— start of Exercise materials —

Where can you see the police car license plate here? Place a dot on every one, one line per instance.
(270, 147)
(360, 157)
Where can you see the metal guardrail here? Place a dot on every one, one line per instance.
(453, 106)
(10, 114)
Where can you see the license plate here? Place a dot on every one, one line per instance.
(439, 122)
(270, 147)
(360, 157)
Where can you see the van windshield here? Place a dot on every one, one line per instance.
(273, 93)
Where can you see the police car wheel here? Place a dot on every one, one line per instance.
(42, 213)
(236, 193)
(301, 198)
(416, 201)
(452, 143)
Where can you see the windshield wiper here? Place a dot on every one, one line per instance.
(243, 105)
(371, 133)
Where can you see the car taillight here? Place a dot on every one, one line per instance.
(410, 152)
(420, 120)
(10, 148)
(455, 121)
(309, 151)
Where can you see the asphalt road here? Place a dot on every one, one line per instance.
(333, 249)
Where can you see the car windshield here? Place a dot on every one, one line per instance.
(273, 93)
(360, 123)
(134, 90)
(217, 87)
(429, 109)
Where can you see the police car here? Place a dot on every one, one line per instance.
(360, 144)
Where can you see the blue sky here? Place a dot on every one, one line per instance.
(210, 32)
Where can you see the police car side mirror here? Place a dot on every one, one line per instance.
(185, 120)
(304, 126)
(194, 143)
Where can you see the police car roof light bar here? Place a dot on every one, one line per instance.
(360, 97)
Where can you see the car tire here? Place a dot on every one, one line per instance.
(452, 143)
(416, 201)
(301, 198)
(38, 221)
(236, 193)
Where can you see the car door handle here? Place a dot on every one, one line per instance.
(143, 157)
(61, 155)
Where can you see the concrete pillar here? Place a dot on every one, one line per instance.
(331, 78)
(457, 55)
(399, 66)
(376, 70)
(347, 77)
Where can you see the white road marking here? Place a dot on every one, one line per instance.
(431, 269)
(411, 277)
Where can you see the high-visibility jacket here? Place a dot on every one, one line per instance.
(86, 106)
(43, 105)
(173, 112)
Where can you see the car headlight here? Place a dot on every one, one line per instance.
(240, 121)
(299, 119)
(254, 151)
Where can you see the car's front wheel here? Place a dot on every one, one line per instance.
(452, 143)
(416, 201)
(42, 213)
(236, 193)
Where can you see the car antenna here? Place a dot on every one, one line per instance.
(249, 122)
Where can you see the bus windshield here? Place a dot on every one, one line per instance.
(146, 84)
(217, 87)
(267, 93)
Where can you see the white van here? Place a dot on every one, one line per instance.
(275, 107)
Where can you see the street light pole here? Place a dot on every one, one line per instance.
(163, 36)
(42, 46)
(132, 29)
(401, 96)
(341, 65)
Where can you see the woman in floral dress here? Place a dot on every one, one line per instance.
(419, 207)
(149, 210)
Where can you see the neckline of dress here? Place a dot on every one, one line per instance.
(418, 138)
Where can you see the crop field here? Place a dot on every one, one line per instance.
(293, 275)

— end of Exercise materials —

▶ [Aim of the exercise]:
Copy every entry above word for word, keeping each line unchanged.

▶ [Exercise answer]:
Where can you see the police car license plate here? Place a dot on every one, one line per instance.
(270, 147)
(360, 157)
Where can you see the metal guardrail here? Place a dot on every one, one line per instance.
(453, 106)
(10, 114)
Where can you see the license plate here? Place a dot on every one, one line per instance.
(439, 122)
(270, 147)
(360, 157)
Where can you see the van windshield here? Place a dot on every one, one line per instance.
(273, 93)
Where can you see the police car wheel here? Place a dot on every one, one line per instance.
(42, 213)
(236, 193)
(301, 198)
(416, 201)
(452, 143)
Where can you see the windshield wiper here? Place a dot on every one, one line per instance.
(243, 105)
(371, 133)
Where can you see the car taillight here? Place a dot on every one, one line per instance.
(410, 152)
(420, 120)
(10, 148)
(455, 121)
(309, 151)
Where can you see the asphalt road here? Place a dot on every one, one line per instance.
(333, 249)
Where can you see the car windshield here? Place a dot on every one, one line per instance.
(273, 93)
(360, 123)
(134, 90)
(217, 87)
(429, 109)
Where can you see the police car here? Place a dot on every one, one line per instance.
(360, 144)
Where can you see the blue sky here? Place a dot on every one, one line per instance.
(210, 32)
Where can you see the police car side mirror here? Place a dot on every one, one line per instance.
(185, 120)
(304, 126)
(194, 143)
Where can you see the police car roof light bar here? Place a dot on every one, one line per instance.
(360, 97)
Where can you see the car tire here? Place a dot on every one, one line per instance.
(452, 143)
(416, 201)
(301, 198)
(38, 221)
(236, 193)
Where can you see the car door handle here? Place a dot on every one, one line per instance.
(143, 157)
(61, 155)
Where can you see the concrete pillar here? Place a dot on every one, one line per instance.
(331, 78)
(457, 55)
(399, 66)
(376, 70)
(347, 77)
Where can you see the white road marking here? Place a dot on every one, one line per instance.
(431, 269)
(411, 277)
Where can you see the high-visibility jacket here? Place a dot on every one, one line per instance.
(86, 106)
(43, 105)
(173, 112)
Where can you see the car headlight here? Place a dot on every one, one line per instance.
(240, 121)
(299, 119)
(254, 151)
Where can you see the car's front wheel here? Place a dot on every one, one line per instance.
(452, 143)
(416, 201)
(42, 213)
(236, 193)
Where can you see the car antenna here? Place a dot on every one, one line per instance.
(249, 122)
Where can you see the bus windshield here? Place a dot on every one, one line per instance.
(146, 84)
(217, 87)
(267, 93)
Where can you see the white van here? Place a dot on every one, one line per instance.
(275, 107)
Where can you see the street light pole here? Place a dot on every one, one line per instance.
(163, 36)
(42, 46)
(132, 29)
(401, 96)
(341, 65)
Where can you see the woman in floral dress here? Place a dot on every one, one line per instance.
(419, 207)
(149, 210)
Where can you see the neckline of dress here? Place a dot on every one, one line per instance.
(418, 138)
Where can you see the crop field here? Place a dot on every one, one line per instance.
(293, 275)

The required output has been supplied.